#### [Objective]
Copy the items from the line containing "Please provide the mask of every instance of the black" through the end of the items, substituting "Please" for "Kindly" and leaving everything else unchanged.

* * *

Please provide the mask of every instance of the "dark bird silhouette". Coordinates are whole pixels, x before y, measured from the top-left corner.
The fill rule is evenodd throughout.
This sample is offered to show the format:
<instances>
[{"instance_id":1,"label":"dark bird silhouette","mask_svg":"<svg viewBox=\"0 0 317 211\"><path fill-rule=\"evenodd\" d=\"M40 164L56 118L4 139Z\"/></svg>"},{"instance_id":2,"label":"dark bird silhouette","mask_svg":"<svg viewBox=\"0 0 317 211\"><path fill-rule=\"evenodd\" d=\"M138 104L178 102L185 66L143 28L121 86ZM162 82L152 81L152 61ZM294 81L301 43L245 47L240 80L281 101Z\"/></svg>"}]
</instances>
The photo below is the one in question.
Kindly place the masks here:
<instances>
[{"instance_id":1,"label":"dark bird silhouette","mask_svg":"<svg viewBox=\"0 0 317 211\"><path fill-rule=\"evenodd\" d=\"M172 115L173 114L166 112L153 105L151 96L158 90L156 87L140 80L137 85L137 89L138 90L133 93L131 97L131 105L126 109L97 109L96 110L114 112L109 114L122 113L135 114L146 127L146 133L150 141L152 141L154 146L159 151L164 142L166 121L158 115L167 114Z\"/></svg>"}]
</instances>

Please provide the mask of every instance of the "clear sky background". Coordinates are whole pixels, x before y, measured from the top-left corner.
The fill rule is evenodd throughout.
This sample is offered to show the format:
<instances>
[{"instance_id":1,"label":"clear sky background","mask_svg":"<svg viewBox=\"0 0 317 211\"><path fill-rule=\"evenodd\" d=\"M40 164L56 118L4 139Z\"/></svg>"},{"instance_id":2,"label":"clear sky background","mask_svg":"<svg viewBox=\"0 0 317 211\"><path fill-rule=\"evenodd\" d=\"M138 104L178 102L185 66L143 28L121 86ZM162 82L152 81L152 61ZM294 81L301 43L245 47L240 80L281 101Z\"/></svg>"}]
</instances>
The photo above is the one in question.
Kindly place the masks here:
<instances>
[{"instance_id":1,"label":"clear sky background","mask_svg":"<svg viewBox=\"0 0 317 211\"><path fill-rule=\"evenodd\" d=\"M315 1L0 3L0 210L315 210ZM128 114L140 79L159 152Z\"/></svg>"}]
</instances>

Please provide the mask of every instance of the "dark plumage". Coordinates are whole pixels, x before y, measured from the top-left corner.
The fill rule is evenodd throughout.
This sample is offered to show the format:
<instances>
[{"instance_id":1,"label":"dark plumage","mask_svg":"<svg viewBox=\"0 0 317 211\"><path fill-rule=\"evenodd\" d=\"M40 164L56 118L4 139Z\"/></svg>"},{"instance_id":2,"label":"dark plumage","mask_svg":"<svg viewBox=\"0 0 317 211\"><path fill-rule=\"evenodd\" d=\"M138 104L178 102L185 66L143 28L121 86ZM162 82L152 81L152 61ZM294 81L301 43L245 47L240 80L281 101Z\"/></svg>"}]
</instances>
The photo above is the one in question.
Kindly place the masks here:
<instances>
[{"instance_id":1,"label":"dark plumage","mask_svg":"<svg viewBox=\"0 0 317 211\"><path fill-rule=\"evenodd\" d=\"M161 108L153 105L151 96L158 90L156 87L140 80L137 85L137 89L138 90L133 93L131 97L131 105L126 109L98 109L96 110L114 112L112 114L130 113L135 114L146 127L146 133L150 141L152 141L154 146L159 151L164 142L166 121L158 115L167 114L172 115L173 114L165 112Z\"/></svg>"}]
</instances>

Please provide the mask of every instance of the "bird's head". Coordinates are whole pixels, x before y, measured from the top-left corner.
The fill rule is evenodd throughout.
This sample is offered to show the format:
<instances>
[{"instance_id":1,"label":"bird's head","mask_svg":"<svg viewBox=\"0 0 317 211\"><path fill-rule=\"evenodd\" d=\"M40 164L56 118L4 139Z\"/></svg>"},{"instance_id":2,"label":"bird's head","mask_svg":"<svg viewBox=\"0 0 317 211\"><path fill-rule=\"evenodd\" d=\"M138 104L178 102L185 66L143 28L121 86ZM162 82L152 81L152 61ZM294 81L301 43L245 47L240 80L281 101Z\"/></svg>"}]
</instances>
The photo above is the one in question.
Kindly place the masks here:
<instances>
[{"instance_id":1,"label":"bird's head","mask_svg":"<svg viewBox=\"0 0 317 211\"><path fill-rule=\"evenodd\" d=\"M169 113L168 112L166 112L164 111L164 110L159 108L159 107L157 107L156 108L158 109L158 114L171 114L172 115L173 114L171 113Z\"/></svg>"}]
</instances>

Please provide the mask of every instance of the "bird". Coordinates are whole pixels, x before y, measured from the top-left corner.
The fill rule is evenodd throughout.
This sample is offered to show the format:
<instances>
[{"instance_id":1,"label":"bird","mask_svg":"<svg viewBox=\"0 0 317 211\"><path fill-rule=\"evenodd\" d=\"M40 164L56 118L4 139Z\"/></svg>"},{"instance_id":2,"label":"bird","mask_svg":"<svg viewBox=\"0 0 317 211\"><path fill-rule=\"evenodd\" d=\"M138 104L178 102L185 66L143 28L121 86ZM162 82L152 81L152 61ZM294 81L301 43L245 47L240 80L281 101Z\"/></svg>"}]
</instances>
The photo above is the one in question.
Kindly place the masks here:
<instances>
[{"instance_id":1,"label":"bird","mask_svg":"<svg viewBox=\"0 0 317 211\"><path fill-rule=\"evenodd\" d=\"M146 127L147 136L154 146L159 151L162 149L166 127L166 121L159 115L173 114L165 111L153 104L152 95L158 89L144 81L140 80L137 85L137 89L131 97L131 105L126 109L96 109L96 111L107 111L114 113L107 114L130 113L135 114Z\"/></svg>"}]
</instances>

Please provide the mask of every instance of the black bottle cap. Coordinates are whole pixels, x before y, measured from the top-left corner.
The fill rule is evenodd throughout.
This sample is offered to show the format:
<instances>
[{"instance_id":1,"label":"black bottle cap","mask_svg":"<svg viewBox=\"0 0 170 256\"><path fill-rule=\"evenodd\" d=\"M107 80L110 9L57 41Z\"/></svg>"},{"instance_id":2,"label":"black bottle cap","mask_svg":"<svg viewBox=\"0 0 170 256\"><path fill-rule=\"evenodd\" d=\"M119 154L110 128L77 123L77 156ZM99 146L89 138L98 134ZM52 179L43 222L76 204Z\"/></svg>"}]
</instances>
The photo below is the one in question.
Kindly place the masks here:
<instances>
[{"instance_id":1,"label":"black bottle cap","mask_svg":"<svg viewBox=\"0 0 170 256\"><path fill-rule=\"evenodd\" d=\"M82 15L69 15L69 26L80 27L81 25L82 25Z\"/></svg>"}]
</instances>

* * *

#### [Response]
Please provide the mask of every instance of the black bottle cap. Coordinates are whole pixels, x before y, measured from the top-left corner.
The fill rule is evenodd throughout.
This sample is offered to show the format:
<instances>
[{"instance_id":1,"label":"black bottle cap","mask_svg":"<svg viewBox=\"0 0 170 256\"><path fill-rule=\"evenodd\" d=\"M107 80L110 9L57 41Z\"/></svg>"},{"instance_id":2,"label":"black bottle cap","mask_svg":"<svg viewBox=\"0 0 170 256\"><path fill-rule=\"evenodd\" d=\"M119 154L110 128L77 123L77 156ZM99 146L89 138L98 134ZM52 179L43 222L76 204Z\"/></svg>"}]
</instances>
The photo below is the one in question.
Please place the masks here:
<instances>
[{"instance_id":1,"label":"black bottle cap","mask_svg":"<svg viewBox=\"0 0 170 256\"><path fill-rule=\"evenodd\" d=\"M82 15L69 15L69 26L80 27L81 25L82 25Z\"/></svg>"}]
</instances>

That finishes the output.